§ EXERCISE AIM
Extract, exactly as written, all lines of the material below from the line that includes "orange backpack, a" through its last line.

§ Records excerpted from a collection
* BEGIN *

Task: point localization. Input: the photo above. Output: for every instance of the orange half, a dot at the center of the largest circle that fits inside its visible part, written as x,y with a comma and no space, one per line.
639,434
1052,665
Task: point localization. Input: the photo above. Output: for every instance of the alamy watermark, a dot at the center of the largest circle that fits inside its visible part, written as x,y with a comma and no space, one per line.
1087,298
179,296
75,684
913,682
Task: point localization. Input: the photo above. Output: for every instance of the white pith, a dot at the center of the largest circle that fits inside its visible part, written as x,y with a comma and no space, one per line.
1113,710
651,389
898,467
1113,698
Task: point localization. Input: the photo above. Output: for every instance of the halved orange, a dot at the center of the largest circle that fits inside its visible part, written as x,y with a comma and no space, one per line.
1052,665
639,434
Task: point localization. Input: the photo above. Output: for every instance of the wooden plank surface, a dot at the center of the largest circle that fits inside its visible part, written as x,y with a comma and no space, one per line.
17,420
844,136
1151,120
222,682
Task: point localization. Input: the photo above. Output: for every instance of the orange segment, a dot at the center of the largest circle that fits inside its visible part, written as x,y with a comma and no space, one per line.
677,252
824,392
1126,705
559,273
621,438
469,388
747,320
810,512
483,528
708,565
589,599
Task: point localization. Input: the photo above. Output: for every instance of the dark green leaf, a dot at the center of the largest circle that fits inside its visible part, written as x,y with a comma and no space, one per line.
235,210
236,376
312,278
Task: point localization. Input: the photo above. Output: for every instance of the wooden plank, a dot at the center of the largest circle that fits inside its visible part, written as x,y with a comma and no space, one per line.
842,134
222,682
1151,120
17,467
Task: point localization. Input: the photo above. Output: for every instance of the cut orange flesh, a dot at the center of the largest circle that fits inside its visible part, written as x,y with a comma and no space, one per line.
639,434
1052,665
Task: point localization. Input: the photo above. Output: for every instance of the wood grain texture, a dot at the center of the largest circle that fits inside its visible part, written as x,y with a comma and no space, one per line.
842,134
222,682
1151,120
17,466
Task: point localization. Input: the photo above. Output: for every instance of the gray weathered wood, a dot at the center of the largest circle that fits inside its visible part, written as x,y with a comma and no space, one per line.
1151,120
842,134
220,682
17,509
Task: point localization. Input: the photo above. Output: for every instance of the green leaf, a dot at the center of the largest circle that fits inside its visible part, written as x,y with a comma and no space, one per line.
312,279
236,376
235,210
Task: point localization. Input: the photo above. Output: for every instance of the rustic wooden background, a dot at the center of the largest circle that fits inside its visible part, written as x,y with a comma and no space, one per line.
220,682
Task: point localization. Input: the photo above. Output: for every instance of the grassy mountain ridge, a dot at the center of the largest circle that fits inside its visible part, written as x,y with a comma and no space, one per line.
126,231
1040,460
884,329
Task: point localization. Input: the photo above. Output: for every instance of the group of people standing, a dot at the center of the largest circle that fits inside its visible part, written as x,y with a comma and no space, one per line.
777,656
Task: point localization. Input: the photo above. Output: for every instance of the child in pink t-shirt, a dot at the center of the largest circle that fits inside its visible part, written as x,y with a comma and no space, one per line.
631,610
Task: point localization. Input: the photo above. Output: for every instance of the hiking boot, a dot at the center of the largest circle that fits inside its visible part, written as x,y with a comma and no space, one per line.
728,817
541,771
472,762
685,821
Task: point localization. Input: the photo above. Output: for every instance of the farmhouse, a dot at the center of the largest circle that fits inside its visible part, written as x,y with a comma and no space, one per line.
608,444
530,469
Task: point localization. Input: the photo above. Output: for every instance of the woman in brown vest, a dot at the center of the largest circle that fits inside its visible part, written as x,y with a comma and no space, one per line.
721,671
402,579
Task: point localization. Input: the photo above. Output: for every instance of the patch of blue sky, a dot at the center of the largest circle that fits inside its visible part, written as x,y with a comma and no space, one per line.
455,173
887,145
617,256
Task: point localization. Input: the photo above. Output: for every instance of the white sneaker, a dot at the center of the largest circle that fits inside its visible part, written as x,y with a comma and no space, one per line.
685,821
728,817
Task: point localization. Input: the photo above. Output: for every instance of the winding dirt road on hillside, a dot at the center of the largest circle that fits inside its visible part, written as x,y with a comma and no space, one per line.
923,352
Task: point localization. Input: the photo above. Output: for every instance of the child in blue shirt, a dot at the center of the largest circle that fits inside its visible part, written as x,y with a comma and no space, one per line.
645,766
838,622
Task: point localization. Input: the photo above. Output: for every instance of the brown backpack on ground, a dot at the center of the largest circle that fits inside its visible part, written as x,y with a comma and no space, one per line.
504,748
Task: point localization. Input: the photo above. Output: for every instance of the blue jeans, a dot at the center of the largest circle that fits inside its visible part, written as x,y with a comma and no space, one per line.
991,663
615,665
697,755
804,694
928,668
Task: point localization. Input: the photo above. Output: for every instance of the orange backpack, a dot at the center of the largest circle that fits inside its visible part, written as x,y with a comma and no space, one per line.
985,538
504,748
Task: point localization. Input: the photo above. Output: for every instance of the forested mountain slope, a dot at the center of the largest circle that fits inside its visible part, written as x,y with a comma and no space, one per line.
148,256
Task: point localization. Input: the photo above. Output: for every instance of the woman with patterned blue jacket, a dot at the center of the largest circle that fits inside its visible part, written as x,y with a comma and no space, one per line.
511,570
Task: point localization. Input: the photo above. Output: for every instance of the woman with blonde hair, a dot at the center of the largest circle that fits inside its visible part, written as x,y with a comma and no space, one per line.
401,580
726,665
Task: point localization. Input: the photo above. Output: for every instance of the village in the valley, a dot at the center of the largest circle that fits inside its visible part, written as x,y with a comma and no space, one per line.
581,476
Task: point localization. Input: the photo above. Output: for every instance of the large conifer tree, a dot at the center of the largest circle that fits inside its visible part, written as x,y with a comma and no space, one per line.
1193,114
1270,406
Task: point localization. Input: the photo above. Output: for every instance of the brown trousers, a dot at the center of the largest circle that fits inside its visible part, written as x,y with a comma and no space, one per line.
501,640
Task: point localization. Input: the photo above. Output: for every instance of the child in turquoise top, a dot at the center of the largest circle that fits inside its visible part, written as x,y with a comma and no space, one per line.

* END *

§ ANSWER TO THE TASK
Task: point localization. Input: the photo above. Output: for every instance of the orange backpack, a dot at the center of the largest circle that fits inside its visible part, written as x,y with a comma and no space, one per line.
985,538
504,748
Task: point localization. Input: the photo above. Output: for every instance of the forested mountain slope, a dot at the center of the largest circle that fits inside its visible part, written as x,y with a comma and no space, one per line.
148,256
Task: point localization. Input: the photo above. Output: for every instance of the woman with patterned blue jacket, a dot at the center of the largest circle that fits inside its visible part, written as x,y with a comma and no space, one per line.
511,570
Task: point localization. Input: the photo above. Output: for every instance of the woman with blonde hair, a dot at the center of the largest circle that fits inside its visible part, written as x,y with a comma and no space, one per line.
401,580
726,665
Task: point localization. Input: the photo above. Output: for every instance of the village in the valley, a dot at the center of the largest circle that fits inside its visible part, written as x,y with a comma and no space, one per line.
581,476
Task: point localization. Input: the photo above. Output: for every instance of the large conifer tree, a dot at the center of the largest circle that fits inside its visible part, written as x,y with a comma and no space, one per line.
1193,114
1270,406
Task: point localization. Input: the photo above. Output: for every instance of the brown trousers, a dot at the center of the largest circle that fits inside its visible part, written as x,y with a comma and no space, one per line.
501,640
Task: point localization. Input: the photo above. Output: for every instance of the child in turquoise top, a dot at the center of the largest circle that fits inside its visible part, written as x,y with a comma and no space, one per line.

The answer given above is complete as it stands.